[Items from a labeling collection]

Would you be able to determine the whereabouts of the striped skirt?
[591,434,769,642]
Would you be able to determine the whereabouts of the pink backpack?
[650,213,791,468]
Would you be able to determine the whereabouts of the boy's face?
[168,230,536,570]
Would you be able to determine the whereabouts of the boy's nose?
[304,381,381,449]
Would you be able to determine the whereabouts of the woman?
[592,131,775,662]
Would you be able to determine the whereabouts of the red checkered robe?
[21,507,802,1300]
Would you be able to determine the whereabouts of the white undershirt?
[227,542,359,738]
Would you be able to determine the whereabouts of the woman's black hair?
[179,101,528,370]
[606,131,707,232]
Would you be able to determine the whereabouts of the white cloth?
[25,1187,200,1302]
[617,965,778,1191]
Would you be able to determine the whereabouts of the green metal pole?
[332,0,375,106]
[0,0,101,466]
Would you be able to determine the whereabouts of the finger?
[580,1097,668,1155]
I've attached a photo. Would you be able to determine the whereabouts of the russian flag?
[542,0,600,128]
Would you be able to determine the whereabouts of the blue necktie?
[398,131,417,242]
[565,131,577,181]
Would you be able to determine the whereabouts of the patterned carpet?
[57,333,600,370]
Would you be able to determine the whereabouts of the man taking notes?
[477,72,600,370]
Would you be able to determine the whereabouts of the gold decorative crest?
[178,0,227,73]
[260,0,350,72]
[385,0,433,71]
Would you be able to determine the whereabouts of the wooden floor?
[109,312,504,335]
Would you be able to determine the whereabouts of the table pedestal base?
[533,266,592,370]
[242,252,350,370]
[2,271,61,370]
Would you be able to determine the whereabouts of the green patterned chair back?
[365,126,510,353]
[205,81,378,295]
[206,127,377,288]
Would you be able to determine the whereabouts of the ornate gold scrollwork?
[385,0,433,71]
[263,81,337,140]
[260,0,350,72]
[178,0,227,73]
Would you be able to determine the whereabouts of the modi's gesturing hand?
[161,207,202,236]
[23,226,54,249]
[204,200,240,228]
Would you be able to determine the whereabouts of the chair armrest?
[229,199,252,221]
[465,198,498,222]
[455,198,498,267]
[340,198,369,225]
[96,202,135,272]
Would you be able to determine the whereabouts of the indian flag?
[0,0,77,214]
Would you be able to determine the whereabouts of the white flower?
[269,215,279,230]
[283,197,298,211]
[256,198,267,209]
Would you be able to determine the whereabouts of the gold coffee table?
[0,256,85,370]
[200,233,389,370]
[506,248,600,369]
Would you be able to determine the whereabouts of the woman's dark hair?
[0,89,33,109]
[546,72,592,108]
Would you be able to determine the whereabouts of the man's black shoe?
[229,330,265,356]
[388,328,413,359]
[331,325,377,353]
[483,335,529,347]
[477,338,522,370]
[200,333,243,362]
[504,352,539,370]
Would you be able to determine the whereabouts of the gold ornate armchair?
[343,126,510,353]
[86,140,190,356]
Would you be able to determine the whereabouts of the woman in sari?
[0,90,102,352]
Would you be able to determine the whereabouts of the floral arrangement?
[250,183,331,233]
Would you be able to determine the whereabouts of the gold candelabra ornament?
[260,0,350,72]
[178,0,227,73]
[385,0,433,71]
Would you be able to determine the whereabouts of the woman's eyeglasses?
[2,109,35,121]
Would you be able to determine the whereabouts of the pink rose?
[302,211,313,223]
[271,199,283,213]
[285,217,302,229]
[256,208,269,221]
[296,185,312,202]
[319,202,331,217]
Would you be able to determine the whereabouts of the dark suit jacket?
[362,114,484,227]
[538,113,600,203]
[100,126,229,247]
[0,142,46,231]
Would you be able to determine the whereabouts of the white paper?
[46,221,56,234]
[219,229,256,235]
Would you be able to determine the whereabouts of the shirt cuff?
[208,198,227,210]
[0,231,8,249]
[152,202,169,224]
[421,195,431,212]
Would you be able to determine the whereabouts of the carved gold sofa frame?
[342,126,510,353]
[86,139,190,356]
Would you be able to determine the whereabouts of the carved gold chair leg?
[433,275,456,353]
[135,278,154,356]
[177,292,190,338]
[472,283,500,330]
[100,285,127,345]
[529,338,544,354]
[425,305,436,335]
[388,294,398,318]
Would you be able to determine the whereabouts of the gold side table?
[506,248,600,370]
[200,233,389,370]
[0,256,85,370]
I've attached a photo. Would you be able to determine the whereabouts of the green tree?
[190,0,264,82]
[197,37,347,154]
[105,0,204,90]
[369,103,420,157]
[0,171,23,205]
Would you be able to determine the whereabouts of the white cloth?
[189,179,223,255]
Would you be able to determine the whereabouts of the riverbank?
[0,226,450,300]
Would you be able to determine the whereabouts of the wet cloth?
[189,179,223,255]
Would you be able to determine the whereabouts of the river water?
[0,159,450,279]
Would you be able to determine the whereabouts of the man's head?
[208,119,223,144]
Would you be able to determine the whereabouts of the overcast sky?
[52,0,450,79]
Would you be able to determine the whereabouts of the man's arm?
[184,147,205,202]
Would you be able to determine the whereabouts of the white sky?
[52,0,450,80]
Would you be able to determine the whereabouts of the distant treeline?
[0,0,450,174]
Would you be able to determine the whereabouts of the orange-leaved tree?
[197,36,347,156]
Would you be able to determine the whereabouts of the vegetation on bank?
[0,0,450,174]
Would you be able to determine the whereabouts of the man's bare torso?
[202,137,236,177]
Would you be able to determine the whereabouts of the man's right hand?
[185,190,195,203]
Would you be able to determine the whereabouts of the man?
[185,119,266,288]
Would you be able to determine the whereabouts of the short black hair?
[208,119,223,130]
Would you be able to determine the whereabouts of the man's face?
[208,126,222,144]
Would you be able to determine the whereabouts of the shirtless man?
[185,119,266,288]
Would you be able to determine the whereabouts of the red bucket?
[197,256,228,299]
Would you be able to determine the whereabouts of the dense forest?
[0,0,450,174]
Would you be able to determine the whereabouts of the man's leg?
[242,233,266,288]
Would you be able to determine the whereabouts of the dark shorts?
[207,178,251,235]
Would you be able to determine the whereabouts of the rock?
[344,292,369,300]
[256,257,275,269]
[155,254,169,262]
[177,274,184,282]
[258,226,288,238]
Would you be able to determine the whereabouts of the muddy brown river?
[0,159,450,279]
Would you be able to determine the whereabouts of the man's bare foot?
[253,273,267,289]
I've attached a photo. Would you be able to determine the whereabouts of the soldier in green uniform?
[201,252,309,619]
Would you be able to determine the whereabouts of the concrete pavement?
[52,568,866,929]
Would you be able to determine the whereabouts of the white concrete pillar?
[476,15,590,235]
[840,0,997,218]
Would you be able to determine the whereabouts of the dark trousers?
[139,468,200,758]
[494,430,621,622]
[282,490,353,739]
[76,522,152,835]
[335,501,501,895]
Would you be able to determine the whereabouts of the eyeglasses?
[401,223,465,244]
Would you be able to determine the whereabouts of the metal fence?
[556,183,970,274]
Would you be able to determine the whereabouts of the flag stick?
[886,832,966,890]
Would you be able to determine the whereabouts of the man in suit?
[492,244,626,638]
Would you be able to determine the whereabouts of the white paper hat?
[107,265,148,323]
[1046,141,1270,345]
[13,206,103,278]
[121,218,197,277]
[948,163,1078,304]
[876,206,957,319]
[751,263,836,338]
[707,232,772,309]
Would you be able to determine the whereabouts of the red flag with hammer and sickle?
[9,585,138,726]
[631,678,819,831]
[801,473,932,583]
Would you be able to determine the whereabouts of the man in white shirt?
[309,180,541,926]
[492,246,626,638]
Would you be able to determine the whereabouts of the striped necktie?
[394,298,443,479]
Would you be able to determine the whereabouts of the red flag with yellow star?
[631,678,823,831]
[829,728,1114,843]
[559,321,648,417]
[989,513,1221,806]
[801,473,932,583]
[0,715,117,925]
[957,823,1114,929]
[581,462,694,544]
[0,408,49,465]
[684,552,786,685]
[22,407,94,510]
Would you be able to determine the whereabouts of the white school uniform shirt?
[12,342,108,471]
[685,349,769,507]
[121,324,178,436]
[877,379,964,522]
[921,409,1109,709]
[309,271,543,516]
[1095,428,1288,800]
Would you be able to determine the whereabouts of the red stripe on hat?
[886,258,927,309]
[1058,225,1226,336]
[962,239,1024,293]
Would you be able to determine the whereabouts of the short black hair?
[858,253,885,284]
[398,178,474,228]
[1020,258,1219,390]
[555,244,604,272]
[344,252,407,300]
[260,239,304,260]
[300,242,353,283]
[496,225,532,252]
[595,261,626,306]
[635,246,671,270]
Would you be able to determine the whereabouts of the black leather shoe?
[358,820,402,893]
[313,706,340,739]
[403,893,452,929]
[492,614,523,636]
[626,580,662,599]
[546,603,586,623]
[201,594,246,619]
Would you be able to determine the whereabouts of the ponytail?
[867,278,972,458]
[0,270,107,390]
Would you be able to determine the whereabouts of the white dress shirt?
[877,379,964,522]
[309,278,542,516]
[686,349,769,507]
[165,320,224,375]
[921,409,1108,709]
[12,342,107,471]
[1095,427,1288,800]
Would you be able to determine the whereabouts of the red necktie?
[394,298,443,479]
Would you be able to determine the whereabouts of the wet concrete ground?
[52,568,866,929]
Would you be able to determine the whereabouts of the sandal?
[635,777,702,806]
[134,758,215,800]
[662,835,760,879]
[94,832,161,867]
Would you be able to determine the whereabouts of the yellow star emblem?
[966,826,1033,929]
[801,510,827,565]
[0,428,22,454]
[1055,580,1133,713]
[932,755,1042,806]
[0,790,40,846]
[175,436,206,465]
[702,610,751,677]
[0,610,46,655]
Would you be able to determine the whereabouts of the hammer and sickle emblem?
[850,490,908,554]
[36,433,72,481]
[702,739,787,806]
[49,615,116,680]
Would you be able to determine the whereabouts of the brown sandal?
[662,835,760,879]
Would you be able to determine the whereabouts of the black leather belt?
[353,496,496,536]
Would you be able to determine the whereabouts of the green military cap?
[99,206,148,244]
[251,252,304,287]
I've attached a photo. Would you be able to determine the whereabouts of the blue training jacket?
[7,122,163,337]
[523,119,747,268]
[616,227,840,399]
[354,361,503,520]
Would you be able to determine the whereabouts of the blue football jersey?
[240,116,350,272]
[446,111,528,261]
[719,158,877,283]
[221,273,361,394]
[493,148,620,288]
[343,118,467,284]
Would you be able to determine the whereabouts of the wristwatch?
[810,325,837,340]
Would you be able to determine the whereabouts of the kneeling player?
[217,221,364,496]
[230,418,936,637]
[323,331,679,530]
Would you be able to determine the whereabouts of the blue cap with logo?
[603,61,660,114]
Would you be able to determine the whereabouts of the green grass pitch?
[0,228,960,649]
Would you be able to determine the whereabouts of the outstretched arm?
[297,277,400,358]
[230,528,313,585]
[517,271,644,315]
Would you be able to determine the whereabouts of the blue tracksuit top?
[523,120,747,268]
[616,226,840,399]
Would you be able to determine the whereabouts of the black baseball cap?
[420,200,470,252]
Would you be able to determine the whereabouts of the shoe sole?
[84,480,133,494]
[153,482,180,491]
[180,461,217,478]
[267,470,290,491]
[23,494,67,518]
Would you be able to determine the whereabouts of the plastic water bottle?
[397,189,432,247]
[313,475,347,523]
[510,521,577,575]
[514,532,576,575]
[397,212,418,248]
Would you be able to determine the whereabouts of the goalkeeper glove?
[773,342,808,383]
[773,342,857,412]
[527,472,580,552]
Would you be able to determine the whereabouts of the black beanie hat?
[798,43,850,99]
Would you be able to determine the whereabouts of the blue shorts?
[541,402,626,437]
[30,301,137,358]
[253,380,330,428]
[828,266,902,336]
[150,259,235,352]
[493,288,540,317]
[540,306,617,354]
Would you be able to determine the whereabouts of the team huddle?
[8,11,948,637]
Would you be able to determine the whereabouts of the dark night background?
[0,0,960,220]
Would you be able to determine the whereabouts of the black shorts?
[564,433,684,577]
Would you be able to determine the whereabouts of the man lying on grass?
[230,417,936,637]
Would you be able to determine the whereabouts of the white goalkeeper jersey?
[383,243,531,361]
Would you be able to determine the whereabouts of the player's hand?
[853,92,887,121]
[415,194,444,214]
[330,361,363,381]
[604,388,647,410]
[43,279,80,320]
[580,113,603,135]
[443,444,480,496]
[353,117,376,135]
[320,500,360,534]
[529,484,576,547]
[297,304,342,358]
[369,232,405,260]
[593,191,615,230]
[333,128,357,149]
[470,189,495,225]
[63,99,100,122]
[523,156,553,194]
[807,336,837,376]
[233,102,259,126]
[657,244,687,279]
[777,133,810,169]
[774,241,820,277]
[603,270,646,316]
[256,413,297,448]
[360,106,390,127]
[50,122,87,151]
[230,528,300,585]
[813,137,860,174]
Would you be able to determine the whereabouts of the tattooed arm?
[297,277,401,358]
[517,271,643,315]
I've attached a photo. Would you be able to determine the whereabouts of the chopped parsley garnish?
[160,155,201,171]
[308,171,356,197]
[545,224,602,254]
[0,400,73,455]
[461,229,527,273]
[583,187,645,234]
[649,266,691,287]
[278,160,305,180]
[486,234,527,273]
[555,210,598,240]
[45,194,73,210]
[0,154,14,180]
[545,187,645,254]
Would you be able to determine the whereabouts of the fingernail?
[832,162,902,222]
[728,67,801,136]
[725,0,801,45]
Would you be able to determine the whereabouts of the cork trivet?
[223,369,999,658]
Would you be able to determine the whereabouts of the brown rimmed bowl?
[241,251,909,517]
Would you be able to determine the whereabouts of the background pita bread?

Task to carry out: Starting at the first item and ending at the line that contains "[21,507,802,1300]", rewrite each item in full along with its answer, offsetting every bounding box coordinate in the answers by -109.

Final result:
Would you be able to determine the whereabouts of the striped skirt?
[482,325,660,533]
Would you be able to determine the whereabouts of the pink backpack?
[541,104,682,359]
Would you be able to determine the whereabouts of the boy's face?
[59,121,427,461]
Would you be able to determine the whereabouts of the boy's nose?
[195,272,272,340]
Would you be able to determine the whereabouts of the woman?
[483,22,666,553]
Would you be able to determine the whereabouts of the red checkered robe?
[-88,398,693,1191]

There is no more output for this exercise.